**Data in this exercise**
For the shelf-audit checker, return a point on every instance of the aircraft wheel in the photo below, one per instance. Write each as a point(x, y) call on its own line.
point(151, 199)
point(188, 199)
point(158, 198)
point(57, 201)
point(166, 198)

**Instructions to follow**
Give every line of the rows above as a JSON list of strings, one string per line, with blank lines left out.

**Exercise output**
[
  "For the shelf-audit checker, return a point on every instance of the aircraft wheel in the photo below, one per instance. Write each as a point(x, y) call on its own line.",
  "point(151, 199)",
  "point(188, 199)",
  "point(158, 198)",
  "point(57, 201)",
  "point(166, 198)"
]